**Work item**
Transcribe every entry exactly, leaving out any pictures.

**Data supplied**

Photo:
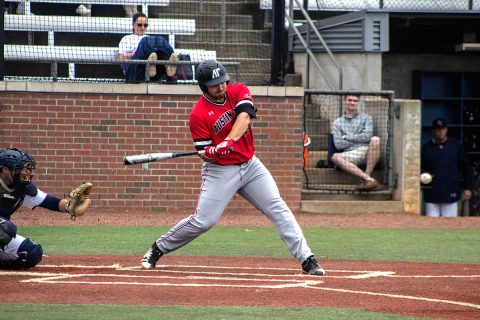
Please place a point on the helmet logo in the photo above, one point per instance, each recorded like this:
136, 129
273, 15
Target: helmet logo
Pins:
215, 73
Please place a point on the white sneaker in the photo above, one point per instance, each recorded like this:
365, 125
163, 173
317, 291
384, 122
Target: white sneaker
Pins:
172, 68
151, 257
83, 11
152, 68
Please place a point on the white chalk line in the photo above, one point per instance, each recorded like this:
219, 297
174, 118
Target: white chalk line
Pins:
399, 296
66, 278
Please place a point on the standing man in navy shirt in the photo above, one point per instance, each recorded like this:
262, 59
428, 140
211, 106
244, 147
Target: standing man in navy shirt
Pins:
446, 160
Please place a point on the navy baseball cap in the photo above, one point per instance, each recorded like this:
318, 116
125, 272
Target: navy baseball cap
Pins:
439, 123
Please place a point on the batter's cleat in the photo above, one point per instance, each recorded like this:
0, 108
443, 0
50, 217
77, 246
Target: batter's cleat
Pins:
311, 266
151, 257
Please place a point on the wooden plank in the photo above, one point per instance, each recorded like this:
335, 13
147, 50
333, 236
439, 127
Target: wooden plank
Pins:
162, 3
15, 22
82, 54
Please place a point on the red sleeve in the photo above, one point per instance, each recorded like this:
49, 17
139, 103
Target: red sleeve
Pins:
199, 129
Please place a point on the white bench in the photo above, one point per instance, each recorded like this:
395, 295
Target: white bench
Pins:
52, 24
85, 55
143, 3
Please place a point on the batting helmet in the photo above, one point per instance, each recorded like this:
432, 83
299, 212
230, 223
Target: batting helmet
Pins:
17, 160
210, 73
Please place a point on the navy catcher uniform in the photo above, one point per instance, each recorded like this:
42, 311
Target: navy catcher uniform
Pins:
452, 176
220, 125
17, 189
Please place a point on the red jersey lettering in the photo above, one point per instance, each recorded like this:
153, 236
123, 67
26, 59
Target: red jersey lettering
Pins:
211, 122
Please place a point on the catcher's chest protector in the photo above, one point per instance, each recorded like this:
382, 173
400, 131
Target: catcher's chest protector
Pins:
10, 201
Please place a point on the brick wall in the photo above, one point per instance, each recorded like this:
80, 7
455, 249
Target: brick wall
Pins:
84, 136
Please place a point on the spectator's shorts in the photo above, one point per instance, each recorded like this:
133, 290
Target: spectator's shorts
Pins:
357, 156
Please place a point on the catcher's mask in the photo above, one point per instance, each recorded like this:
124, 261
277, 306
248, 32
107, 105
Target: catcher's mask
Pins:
210, 73
21, 165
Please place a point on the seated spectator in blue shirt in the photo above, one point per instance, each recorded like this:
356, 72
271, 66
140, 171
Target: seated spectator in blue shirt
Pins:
140, 46
353, 135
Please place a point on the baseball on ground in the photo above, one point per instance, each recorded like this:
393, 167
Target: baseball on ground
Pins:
425, 178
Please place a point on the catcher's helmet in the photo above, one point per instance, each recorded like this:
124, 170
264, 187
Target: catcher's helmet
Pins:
210, 73
18, 160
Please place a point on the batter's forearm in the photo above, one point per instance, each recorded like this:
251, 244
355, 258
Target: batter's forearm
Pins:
240, 126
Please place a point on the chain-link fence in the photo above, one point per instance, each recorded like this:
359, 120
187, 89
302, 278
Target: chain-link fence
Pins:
382, 4
335, 130
73, 41
67, 40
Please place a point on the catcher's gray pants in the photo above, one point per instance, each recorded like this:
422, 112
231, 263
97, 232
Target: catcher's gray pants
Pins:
252, 181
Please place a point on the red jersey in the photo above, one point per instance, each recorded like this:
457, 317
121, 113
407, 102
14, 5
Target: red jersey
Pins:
211, 122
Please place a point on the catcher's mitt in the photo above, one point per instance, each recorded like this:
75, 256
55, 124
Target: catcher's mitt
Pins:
78, 201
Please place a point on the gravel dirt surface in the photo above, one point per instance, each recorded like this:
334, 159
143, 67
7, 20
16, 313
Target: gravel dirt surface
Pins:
97, 216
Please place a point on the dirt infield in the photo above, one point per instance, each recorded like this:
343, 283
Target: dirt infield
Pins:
409, 289
433, 290
140, 217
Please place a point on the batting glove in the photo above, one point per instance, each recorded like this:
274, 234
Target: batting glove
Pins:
225, 147
210, 152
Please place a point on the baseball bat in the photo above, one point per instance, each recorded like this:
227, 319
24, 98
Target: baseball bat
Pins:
152, 157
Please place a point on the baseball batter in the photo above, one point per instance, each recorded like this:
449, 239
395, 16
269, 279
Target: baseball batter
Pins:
220, 124
17, 189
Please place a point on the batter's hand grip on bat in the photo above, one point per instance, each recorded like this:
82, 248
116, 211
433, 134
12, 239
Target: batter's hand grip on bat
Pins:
152, 157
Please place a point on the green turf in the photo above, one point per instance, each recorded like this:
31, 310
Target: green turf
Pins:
426, 245
23, 311
429, 245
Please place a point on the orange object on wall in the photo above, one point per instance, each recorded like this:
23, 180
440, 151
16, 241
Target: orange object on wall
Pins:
306, 143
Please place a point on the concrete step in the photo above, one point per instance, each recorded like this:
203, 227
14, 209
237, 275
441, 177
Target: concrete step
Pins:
233, 35
210, 20
247, 65
210, 6
317, 126
229, 49
349, 207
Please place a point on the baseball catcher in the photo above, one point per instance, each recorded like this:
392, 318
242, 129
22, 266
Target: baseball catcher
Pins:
17, 189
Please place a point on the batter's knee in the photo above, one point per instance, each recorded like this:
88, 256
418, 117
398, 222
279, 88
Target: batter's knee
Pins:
30, 254
375, 141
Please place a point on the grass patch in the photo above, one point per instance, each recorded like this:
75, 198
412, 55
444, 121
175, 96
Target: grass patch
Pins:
22, 311
416, 245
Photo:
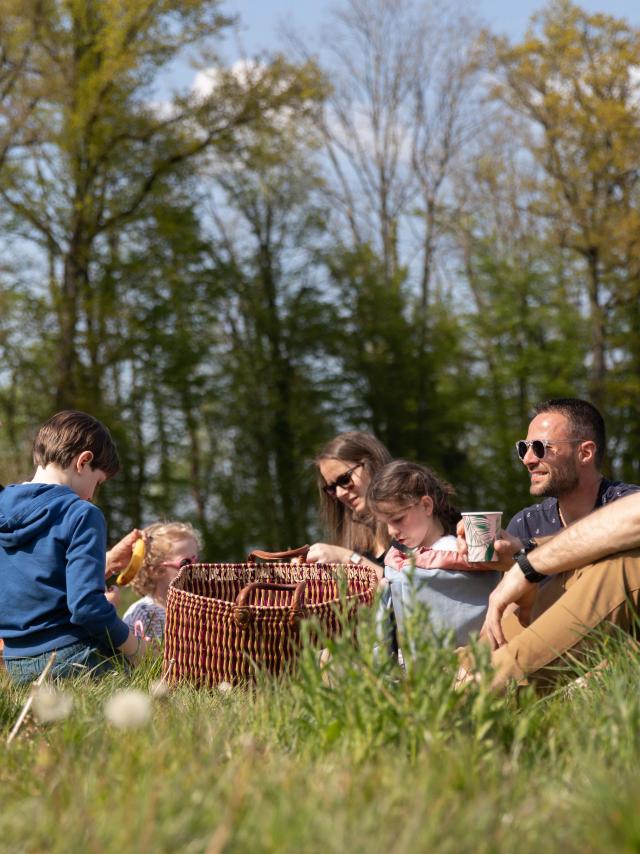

**Reply**
Photo:
Please place a point on the helmet logo in the photo above, one point per instance, each recorded like this:
136, 129
273, 15
Target: helmet logo
Pins:
215, 73
Please place a point on the white sneaker in the photo above, one point per instance, each recorded like this:
365, 125
163, 173
317, 291
384, 122
Target: white sneaker
Pins:
172, 68
151, 257
83, 11
152, 68
Please place a point on the white chalk line in the photo above, one point per instance, each recorded like this:
219, 297
174, 118
Target: white chalk line
Pins:
399, 296
66, 278
Please place a point on the standing man in navy shirt in the photo above, one point per instance, each recorded like this:
262, 59
428, 140
211, 106
244, 147
Target: standing man in navy shirt
Pins:
446, 160
Please place a point on the navy baseball cap in the photo above, one point per instance, each recorded like this:
318, 116
125, 272
Target: navy baseball cap
Pins:
439, 123
Please place a point on the batter's cleat in the photo above, one point per instance, each recorded like this:
0, 108
443, 0
50, 217
77, 246
Target: batter's cleat
Pins:
311, 266
151, 257
Please place a point on the wooden plank in the photo above, one point per instance, each recorded like this:
335, 13
147, 50
333, 236
439, 127
Target: wooden plank
Pins:
162, 3
15, 22
82, 54
Please place a point on the red sleeve in the photo above, one point per instance, each recorded like this:
49, 17
139, 103
Target: red sleeve
Pins:
199, 129
Please place a point on the white bench in the photo above, one point per instance, each recorded like this:
395, 295
Target: white bench
Pins:
52, 24
85, 55
143, 3
Please place a point on the batting helmet in the photo above, one point per instance, each recorded like this:
432, 83
299, 212
230, 223
Target: batting helmet
Pins:
17, 160
210, 73
Please place a point on the navy catcher uniform in the photo above, one point per instance, each recorded like this:
42, 311
Target: navy catcher uniform
Pins:
452, 176
220, 125
17, 189
Please place a point on the red jersey lettering in the photo above, one point per instance, each recorded like this:
153, 236
123, 67
26, 59
Target: red jersey lettering
Pins:
211, 122
Please place a point on the catcher's chest protector in the photo above, one point per instance, each recorded like this:
382, 173
400, 131
Target: catcher's chest protector
Pins:
10, 201
Please place a point on the brick wall in the photo above, one point per instance, each recorded like this:
80, 7
455, 249
Target: brick wall
Pins:
84, 136
Please place a point on the spectator's shorts in the photo above, one point per instance, each recorded like this:
133, 290
Target: spectator's shorts
Pins:
357, 156
Please place a point on the catcher's mask in the photo above, one point per instance, each recorded like this:
124, 261
277, 306
248, 32
107, 105
Target: catcher's mask
Pins:
210, 73
21, 165
Please place a point on the seated spectator in blue shirt in the photo above, one point per instance, each recorded like this:
356, 72
271, 66
140, 171
Target: seated spectator in blue shirt
Pins:
140, 46
353, 135
Please place a point on the baseball on ground in the photo above, one point per instance, each recorded like this:
393, 167
Target: baseball on ground
Pins:
425, 178
Please place a point on the catcher's helmet in the photo above, one point per instance, each recorded like this:
124, 170
264, 187
Target: catcher's helmet
Pins:
210, 73
18, 160
Please place a point on the batter's forearm in the photo above, one point per instance, each recorded like this:
251, 244
355, 258
Target: batter's forearm
Pins:
240, 126
Please place a point on the chain-link fence in the photo above, one point per instance, each recorded like this:
359, 120
187, 89
302, 278
Target: chain-link fence
Pins:
382, 4
335, 130
73, 41
67, 40
Please place a point on the catcher's gray pants in the photo above, one point per instance, each recorded like this:
422, 112
231, 263
97, 232
Target: catcher's gray pants
Pins:
252, 181
Please place a point on the red jersey in the photo above, one point per instance, each recorded like this:
457, 317
121, 113
407, 102
14, 5
Target: red jersey
Pins:
211, 122
Please place a point on the catcher's mitt in the photo above, one point per instance, each recorded like this:
75, 256
55, 124
Target: catcher's mitt
Pins:
78, 201
Please place a point on the gravel dirt surface in the photo above, one point per instance, each recorded like this:
334, 159
143, 67
7, 20
16, 313
Target: gravel dirt surface
Pins:
97, 216
Please place a point on the dirt infield in the photo above, one point per instance, each recorded like this:
343, 283
Target: dirt infield
Pins:
409, 289
433, 290
140, 217
Please place a point on the batting glove in the photo above, one point per instance, each recorded like this:
274, 234
Target: batting glove
Pins:
225, 147
210, 152
Please place a point on the baseball bat in the photo above, one point per instance, each recorded like this:
227, 319
24, 98
Target: baseball bat
Pins:
152, 157
Please place a point on the baseball batter in the photo above, one point per instance, each recorded like this:
449, 239
395, 16
269, 279
Target: baseball batter
Pins:
220, 124
17, 189
Please place a point on the batter's hand grip on bat in the photo above, one point per instance, each recorded like this:
82, 248
116, 211
433, 134
12, 239
Target: batter's hand grip on bat
Pins:
152, 157
Please place a point on the green turf in the photo above, one point per instance, each recorded like this:
31, 310
Target: green turf
Pins:
426, 245
23, 311
429, 245
Please place a point on the orange object on wall in the photo above, one point per instance, each recorded like this:
23, 180
440, 151
16, 241
Target: orange object on wall
Pins:
306, 143
Please place a point on the concrete step in the photo above, one point per instance, each recorded like this:
203, 227
14, 209
237, 275
441, 177
Target: concrete step
Pins:
233, 35
210, 20
247, 65
210, 6
317, 126
229, 49
349, 207
Please place a point on the baseball catcher in the photo above, one point per instance, each recorded like this:
392, 318
242, 129
22, 266
Target: baseball catcher
Pins:
17, 189
Please place a point on the batter's knee in the photo above, one point per instance, each recorded like this:
88, 256
418, 117
398, 222
279, 88
Target: batter's knee
Pins:
30, 254
375, 141
Please place a point on the grass patch in the photo above, one point per instance, each recorded like this:
75, 198
412, 55
444, 121
175, 96
Target: grass patch
Pins:
22, 311
416, 245
Photo:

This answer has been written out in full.